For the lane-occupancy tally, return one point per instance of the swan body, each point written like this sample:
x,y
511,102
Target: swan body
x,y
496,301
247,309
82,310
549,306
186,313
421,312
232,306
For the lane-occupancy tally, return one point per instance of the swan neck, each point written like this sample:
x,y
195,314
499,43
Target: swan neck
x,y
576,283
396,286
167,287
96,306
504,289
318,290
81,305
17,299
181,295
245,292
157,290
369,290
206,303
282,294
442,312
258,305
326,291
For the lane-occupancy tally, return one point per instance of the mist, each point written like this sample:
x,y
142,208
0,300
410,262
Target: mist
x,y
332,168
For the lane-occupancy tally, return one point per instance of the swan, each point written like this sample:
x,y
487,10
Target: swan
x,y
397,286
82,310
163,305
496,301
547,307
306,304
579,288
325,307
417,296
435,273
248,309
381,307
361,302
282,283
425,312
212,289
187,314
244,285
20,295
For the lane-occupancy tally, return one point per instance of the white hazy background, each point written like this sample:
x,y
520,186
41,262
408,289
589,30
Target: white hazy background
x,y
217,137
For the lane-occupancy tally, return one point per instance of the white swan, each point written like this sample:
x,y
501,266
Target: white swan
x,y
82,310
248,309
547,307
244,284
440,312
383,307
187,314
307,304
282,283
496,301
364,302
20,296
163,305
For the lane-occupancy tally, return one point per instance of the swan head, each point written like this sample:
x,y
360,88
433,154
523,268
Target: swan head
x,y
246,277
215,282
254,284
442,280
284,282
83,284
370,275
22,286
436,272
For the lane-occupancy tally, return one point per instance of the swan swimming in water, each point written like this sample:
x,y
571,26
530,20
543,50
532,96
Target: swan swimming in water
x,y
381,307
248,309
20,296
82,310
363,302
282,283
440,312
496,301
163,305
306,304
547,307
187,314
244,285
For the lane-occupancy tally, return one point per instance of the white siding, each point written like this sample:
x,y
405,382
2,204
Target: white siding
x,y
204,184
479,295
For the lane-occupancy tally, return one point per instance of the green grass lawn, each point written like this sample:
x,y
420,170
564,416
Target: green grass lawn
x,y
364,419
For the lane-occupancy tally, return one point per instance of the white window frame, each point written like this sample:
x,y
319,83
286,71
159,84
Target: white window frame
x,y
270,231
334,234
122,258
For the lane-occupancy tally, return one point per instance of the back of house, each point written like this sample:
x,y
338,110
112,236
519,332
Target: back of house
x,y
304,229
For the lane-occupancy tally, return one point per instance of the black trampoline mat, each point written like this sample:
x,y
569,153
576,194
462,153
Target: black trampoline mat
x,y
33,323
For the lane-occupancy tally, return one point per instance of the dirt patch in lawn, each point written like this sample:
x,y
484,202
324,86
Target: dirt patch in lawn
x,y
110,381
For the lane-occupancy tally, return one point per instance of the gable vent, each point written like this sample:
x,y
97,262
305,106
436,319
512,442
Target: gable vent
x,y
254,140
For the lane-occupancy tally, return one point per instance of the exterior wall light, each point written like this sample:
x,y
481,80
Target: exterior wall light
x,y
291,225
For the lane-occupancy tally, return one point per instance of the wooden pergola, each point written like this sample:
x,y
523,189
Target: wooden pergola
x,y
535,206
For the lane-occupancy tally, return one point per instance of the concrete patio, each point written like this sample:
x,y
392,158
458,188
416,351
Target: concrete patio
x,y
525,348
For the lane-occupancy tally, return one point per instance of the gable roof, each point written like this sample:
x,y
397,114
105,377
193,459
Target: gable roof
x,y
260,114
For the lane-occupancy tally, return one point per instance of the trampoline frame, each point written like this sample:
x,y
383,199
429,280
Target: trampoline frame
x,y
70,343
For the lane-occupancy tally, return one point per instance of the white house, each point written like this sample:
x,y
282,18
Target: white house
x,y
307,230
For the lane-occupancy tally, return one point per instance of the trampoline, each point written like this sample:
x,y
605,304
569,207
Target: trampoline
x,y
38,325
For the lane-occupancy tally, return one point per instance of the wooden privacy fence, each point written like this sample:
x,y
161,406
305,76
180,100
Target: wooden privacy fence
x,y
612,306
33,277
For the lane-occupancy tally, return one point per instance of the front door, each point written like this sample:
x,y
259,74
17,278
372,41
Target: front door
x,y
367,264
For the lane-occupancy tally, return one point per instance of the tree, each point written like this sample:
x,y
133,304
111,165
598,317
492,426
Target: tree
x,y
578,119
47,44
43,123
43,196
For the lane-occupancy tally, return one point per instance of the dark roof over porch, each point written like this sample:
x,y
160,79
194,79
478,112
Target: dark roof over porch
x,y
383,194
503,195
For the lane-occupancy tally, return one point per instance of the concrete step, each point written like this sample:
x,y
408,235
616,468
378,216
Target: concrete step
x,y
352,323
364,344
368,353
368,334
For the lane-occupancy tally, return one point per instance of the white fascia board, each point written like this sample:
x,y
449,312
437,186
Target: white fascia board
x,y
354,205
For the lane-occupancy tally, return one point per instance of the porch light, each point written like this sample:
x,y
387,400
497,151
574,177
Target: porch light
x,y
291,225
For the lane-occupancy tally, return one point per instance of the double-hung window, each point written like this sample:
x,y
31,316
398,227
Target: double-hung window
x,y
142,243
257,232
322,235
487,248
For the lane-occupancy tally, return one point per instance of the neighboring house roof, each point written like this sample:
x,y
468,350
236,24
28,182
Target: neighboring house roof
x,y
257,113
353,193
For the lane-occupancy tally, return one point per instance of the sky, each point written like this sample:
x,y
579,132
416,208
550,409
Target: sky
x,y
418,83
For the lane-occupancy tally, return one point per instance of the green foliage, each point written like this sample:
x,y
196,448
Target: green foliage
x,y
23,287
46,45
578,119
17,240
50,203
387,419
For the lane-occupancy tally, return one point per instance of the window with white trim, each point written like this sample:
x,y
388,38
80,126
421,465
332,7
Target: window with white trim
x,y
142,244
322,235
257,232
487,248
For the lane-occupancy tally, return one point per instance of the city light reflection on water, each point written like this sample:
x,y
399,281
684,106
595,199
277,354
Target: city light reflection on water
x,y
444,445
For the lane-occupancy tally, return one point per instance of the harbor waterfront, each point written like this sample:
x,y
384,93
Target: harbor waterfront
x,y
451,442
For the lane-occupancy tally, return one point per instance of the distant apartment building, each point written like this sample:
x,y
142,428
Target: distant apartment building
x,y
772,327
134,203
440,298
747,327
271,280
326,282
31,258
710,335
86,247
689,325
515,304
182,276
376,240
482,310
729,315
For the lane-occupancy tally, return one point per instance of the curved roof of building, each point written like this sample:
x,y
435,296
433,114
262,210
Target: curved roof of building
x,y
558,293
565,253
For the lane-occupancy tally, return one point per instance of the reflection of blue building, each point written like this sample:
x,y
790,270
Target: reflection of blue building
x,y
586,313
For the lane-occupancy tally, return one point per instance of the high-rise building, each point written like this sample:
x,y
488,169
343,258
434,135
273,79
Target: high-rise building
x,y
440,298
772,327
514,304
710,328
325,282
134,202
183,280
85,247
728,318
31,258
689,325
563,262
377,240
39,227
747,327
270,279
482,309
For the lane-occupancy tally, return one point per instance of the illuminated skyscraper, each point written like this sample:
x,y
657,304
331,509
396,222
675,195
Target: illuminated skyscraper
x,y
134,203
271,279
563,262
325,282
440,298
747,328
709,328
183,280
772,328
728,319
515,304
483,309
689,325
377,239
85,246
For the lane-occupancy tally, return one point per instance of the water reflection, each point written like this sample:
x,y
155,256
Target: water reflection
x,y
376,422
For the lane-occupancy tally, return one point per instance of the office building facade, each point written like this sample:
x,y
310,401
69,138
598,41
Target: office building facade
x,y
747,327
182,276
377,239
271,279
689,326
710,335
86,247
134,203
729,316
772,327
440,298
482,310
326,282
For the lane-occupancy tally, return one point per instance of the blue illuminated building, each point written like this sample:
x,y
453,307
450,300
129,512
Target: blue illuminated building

------------------------------------------------------------

CHALLENGE —
Repeat all the entries word for word.

WRITTEN RESPONSE —
For the lane-occupancy tally, return one point per instance of the swan body, each point written like this sample:
x,y
511,102
Target: swan body
x,y
496,301
247,309
82,310
549,306
186,313
421,312
232,306
For the lane-occupancy tally, return one point per instance of the swan neck, each point written like this sample:
x,y
195,314
499,43
Target: swan neck
x,y
576,283
396,286
167,287
96,306
504,289
318,290
81,305
17,299
181,295
245,292
157,290
369,290
206,303
282,294
442,312
258,305
326,291
For the lane-occupancy tally, return one point per instance of the mist, each point written like this sample:
x,y
142,208
0,300
410,262
Target: mist
x,y
332,168
For the lane-occupancy tally, return one point per instance of the swan, each point written like this sample:
x,y
487,10
Target: swan
x,y
397,286
82,310
163,305
496,301
547,307
306,304
579,288
325,307
417,296
435,273
248,309
381,307
361,302
282,283
425,312
212,289
187,314
244,285
20,295
For the lane-occupancy tally, return one point per instance of the white hazy background, each point written like this sample:
x,y
520,186
41,262
408,289
589,30
Target: white hazy background
x,y
217,137
For the lane-occupancy tally, return one point per instance of the white swan, each point written like this sample:
x,y
501,266
Target: white swan
x,y
82,310
248,309
547,307
244,284
440,312
383,307
187,314
307,304
282,283
496,301
364,302
20,296
163,305
For the lane-occupancy tally, return one point per instance of the swan head, each point written like this sample:
x,y
360,88
433,154
523,268
Target: swan head
x,y
246,277
215,282
254,284
442,280
284,282
83,284
370,275
22,286
436,272
For the lane-occupancy tally, return one point per instance of the swan swimming in water, each point written like this sample:
x,y
571,26
530,20
543,50
532,96
Target: swan swimming in water
x,y
381,307
248,309
20,296
82,310
363,302
282,283
440,312
496,301
163,305
306,304
547,307
187,314
244,285
For the lane-occupancy tally, return one point per instance of the white siding, each point written like this sample:
x,y
405,382
2,204
Target: white siding
x,y
204,184
479,295
For the lane-occupancy tally, return one point per instance of the green grass lawn, each point written like this sample:
x,y
420,170
564,416
Target: green grass lawn
x,y
364,419
For the lane-occupancy tally, return one point per instance of the white window frame, each point written like this sample:
x,y
319,83
286,71
159,84
Target: white window frame
x,y
270,231
334,234
122,258
For the lane-occupancy tally, return one point per instance of the back of house, each point written like this sample:
x,y
338,110
112,236
519,332
Target: back of house
x,y
304,229
For the lane-occupancy tally, return one point per instance of the black trampoline mat, each point written like this sample:
x,y
569,153
576,194
462,153
Target: black trampoline mat
x,y
33,323
For the lane-occupancy tally, return one point per instance of the dirt patch in lawn, each point written like this sample:
x,y
484,202
324,86
Target: dirt patch in lawn
x,y
110,381
For the lane-occupancy tally, return one point per instance of the gable vent, each point written like this sample:
x,y
97,262
305,106
436,319
512,442
Target: gable vent
x,y
254,140
For the lane-occupancy tally, return one point per instance of the exterior wall light, each point written like this sample:
x,y
481,80
Target: exterior wall light
x,y
291,225
For the lane-occupancy tally, return one point per instance of the wooden pergola, each point written like this sample:
x,y
523,189
Target: wooden pergola
x,y
535,206
For the lane-occupancy tally, return one point per instance of the concrete patio, each point written like this sample:
x,y
392,158
458,188
416,351
Target: concrete patio
x,y
525,348
For the lane-occupancy tally, return one point per instance of the gable roof, each point written like this sample:
x,y
397,114
105,377
193,459
Target: gable roof
x,y
260,114
For the lane-occupancy tally, return one point per instance of the trampoline frame, each point written like this sample:
x,y
383,199
429,280
Target: trampoline frame
x,y
70,343
For the lane-occupancy tally, return one point per instance of the white house, each point written like this sample:
x,y
282,18
Target: white house
x,y
307,230
For the lane-occupancy tally, return one point per instance of the trampoline, each point written like this sample:
x,y
605,304
569,207
Target: trampoline
x,y
38,325
For the lane-occupancy tally, return one point per instance of the wooden privacy fence, each point written like this sample:
x,y
161,406
305,76
180,100
Target: wooden privacy fence
x,y
612,306
33,277
For the lane-occupancy tally, return one point per instance of the front door, each point written like this sample:
x,y
259,74
17,278
372,41
Target: front door
x,y
367,264
For the lane-occupancy tally, return one point per instance of the tree, each point written like this sample:
x,y
133,304
111,165
598,317
492,426
Target: tree
x,y
578,119
47,44
43,123
43,196
For the lane-occupancy tally, return one point per instance of the dark roof over porch, each point written like this sample:
x,y
160,79
194,79
478,112
Target: dark roof over porch
x,y
383,194
503,195
For the lane-occupancy tally, return one point per instance of the concrete step, each point written like this sample:
x,y
408,235
616,468
378,216
Target: concrete step
x,y
352,323
364,344
368,353
368,334
For the lane-occupancy tally, return one point per instance of the white fascia board, each point written like this sample:
x,y
449,312
437,186
Target: white fascia board
x,y
354,205
For the lane-occupancy tally, return one point per instance of the porch light, each point written like this sample:
x,y
387,400
497,151
574,177
Target: porch light
x,y
291,225
For the lane-occupancy tally, return one point per instance of the double-hung window, each point written like this sample:
x,y
31,316
398,227
Target: double-hung window
x,y
142,243
257,232
322,235
487,248
For the lane-occupancy tally, return one point per instance of the neighboring house roof, each point written like this sample:
x,y
468,350
236,24
28,182
Target: neighboring house roof
x,y
257,113
353,193
For the lane-occupancy tally, return one point per instance of the sky, each point written like this sample:
x,y
579,132
416,208
550,409
Target: sky
x,y
418,83
For the lane-occupancy tally, return one point per instance of the green foliage, each point written like this sample:
x,y
196,448
Target: green foliage
x,y
23,287
46,45
578,119
17,240
50,203
387,419
For the lane-occupancy tally, return one point per instance of the window with white trim, each point written like this sample:
x,y
388,38
80,126
421,465
332,7
Target: window with white trim
x,y
142,244
322,235
257,232
487,248
For the lane-occupancy tally, return one point per instance of the city light reflection on water, each point written like this sample:
x,y
399,281
684,106
595,199
277,354
Target: city light reflection on water
x,y
444,445
For the lane-occupancy tally, return one point per instance of the harbor waterfront, each point written like this sample:
x,y
384,93
Target: harbor waterfront
x,y
451,442
For the lane-occupancy tally, return one point per instance of the distant apartment building, each point written like this sample:
x,y
142,428
Target: distant apartment building
x,y
772,327
134,203
440,298
747,327
271,280
326,282
31,258
710,335
86,247
689,325
515,304
182,276
376,240
482,310
729,315
For the lane-occupancy tally, return one point per instance of the curved roof of building, each point written like this sample:
x,y
435,296
433,114
262,210
Target: curved roof of building
x,y
558,293
565,253
For the lane-occupancy tally, return one point per instance of the reflection of blue building, each point written like this sample:
x,y
790,270
Target: reflection of blue building
x,y
586,313
For the lane-occupancy tally, return one point per instance of the high-rise building, each point written like this sample:
x,y
488,169
343,258
434,135
273,79
Target: high-rise building
x,y
440,298
772,327
514,304
710,328
325,282
134,202
183,280
85,247
728,318
31,258
689,325
563,262
377,240
39,227
747,327
270,279
482,309
For the lane-occupancy tally, return one point per instance of the illuminated skyscraper, each point written like this sample:
x,y
657,304
331,509
396,222
675,195
Target: illuminated skyscraper
x,y
134,203
271,279
563,262
325,282
440,298
747,328
709,328
183,280
772,328
728,319
515,304
483,309
689,325
377,239
85,246
For the lane-occupancy tally, return one point per instance of the water reflection, each point written like this sample:
x,y
155,256
Target: water reflection
x,y
376,422
For the lane-occupancy tally, return one point per instance of the office building facade, each point written like this sample:
x,y
310,401
69,138
598,41
Target: office building facade
x,y
747,327
182,276
377,239
271,279
689,326
710,335
86,247
134,203
729,316
772,327
440,298
482,310
326,282
For the lane-occupancy tally, return one point per instance of the blue illuminated building, each point written like this sample:
x,y
453,307
450,300
129,512
Target: blue illuminated building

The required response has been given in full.